> _WHAT THIS EXERCISE ASKS_:
a - Write out the part of the passage on Dunmore's regiment starting at "The rebels were" and ending at "into their camp.".
b - Answer these questions from the passage on Dunmore's regiment:
(i) What insignia was embroidered on the recruits' uniforms?
(ii) Where were the rebels encamped?
(iii) On what morning did the Ethiopian Regiment march across the bridge?

> _PROVIDED TEXT_:
*** Begin section ***
Dunmore hurried to have the blacks trained in the basics of musket shooting and formation marching, and had special uniforms made for them with the provocative insignia 'Liberty to Slaves' embroidered on their breasts. Some of those first recruits fought in the fall of the south side of Norfolk and worked extensively preparing the fortifications at Great Bridge.

The rebels were encamped on the south side of the Norfolk river, and both sides set to building fortifications against an attack on their side of the river. Every morning they would fire a few shots at one another, and scurry back into their camp.

Dunmore, made overconfident by the easy victory at Kemp's Landing, was convinced that the Patriots were basically cowards. He decided to order an attack based on the deception of a Patriot double agent who told him that most of the patriots had left for other parts of Virginia. Early on the morning of December 10th, the Ethiopian Regiment marched across the bridge with the other British troops. The Patriots revealed themselves and fired many times, decimating the ranks - and the attack quickly turned into a panicked retreat. Soldiers of every colour, scrambled to get out of the line of fire. Another attack was ordered, but by this time the fight was basically over.
*** End section ***
> _RECORDS SUPPLIED_:
*** Begin section ***
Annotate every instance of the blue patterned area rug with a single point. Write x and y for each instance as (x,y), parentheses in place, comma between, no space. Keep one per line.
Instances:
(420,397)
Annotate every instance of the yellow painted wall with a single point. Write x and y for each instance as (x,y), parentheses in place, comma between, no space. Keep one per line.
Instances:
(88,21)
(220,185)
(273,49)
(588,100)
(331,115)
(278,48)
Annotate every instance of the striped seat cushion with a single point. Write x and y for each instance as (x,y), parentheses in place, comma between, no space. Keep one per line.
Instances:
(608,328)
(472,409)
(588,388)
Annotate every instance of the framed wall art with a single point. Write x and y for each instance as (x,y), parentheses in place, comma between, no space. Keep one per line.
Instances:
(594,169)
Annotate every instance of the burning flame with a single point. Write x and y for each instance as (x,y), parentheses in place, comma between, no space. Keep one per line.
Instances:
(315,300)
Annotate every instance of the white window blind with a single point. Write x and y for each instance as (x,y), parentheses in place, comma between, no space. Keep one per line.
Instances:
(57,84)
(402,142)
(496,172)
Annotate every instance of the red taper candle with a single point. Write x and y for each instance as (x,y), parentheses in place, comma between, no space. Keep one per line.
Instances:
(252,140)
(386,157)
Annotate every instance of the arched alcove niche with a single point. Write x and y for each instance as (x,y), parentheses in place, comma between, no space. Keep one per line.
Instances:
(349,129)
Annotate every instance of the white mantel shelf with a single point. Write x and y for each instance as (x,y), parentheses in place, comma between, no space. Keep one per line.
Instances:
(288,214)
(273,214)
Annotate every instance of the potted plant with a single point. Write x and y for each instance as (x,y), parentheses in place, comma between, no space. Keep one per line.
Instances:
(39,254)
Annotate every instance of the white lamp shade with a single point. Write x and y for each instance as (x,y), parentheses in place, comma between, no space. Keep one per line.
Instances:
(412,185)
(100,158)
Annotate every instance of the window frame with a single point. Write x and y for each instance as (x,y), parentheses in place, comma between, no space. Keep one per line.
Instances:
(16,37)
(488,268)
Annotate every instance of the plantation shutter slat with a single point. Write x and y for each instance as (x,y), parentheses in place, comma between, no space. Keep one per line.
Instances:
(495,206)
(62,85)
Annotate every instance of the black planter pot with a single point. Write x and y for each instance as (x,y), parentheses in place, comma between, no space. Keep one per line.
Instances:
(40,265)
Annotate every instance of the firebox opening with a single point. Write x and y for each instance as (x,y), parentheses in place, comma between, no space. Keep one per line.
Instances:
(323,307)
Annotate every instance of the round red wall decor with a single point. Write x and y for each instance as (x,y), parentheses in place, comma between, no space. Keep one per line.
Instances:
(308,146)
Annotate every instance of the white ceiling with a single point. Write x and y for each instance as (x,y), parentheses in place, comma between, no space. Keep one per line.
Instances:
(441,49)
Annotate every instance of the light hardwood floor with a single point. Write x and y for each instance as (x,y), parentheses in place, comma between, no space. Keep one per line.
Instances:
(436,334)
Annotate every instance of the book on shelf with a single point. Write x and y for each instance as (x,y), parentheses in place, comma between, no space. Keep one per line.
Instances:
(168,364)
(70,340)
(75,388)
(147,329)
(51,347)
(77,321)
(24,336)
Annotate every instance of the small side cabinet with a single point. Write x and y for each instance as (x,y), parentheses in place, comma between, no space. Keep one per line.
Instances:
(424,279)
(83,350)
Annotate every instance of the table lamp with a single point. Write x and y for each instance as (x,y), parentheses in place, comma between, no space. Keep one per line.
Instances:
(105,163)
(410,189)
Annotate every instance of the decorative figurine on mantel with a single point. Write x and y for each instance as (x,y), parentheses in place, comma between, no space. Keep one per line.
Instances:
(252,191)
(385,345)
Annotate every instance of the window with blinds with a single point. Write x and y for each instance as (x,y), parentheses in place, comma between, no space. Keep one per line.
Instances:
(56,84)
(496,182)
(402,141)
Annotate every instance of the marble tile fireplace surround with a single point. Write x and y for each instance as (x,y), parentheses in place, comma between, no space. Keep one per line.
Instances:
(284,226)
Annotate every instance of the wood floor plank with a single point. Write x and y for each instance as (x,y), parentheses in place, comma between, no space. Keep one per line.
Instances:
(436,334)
*** End section ***
> _SOLUTIONS BY TASK_:
a -
The rebels were encamped on the south side of the Norfolk river, and both sides set to building fortifications against an attack on their side of the river. Every morning they would fire a few shots at one another, and scurry back into their camp.

b -
(i) 'Liberty to Slaves'
(ii) On the south side of the Norfolk river
(iii) Early on the morning of December 10th